Problem description:
List every line of the listing below that contains the string "grille". Case matters.

Stored items

>> Start

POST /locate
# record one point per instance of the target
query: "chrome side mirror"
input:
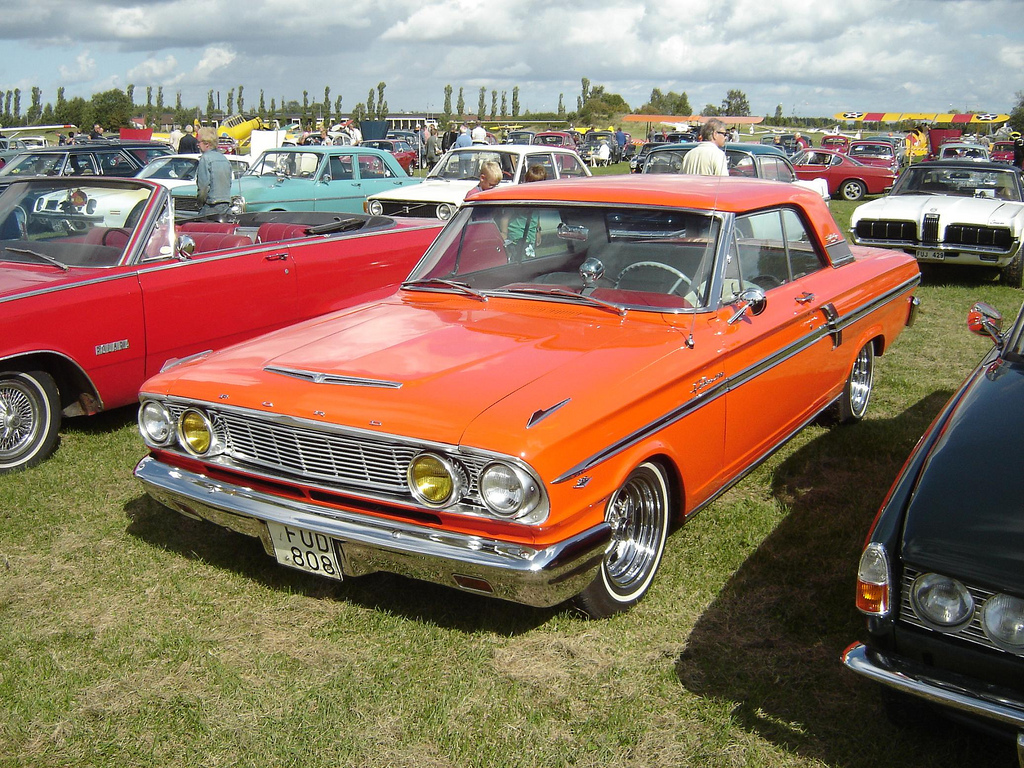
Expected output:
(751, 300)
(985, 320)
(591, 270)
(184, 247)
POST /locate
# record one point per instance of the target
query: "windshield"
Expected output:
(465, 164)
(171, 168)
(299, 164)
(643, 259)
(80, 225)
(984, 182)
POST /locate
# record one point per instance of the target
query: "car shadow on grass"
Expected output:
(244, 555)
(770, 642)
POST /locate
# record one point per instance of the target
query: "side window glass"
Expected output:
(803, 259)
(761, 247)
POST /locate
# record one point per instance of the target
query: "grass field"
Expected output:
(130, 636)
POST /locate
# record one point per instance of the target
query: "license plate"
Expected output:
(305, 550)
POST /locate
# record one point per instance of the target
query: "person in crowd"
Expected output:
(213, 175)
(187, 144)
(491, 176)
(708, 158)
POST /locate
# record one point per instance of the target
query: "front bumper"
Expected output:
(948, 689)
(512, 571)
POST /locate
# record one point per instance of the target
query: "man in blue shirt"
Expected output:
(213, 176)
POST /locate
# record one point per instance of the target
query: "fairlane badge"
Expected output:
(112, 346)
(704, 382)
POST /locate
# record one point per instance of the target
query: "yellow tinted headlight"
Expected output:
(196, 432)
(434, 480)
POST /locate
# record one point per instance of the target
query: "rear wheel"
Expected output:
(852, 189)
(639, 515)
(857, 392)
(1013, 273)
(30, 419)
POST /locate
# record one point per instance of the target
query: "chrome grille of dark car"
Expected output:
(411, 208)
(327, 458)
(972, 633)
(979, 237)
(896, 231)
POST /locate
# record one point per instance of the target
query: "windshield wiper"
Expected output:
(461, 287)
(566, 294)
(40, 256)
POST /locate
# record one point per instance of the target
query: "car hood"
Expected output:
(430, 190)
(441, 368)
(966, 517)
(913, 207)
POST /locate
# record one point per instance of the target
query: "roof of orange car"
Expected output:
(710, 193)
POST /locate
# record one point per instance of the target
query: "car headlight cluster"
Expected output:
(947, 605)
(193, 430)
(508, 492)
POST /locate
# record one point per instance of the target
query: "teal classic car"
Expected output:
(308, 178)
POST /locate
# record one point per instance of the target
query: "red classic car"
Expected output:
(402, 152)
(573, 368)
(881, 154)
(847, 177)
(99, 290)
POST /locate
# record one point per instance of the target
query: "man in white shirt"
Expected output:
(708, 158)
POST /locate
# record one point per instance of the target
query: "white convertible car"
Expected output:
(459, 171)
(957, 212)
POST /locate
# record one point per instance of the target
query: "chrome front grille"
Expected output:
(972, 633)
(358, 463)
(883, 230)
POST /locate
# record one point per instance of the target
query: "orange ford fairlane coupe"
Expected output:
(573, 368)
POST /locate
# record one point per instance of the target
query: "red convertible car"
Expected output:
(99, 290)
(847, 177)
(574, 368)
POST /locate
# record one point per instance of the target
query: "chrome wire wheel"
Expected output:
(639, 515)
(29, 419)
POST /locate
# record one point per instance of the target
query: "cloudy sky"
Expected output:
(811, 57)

>> End

Written answer:
query: "chrome grille of dark car"
query: "chrome front grille"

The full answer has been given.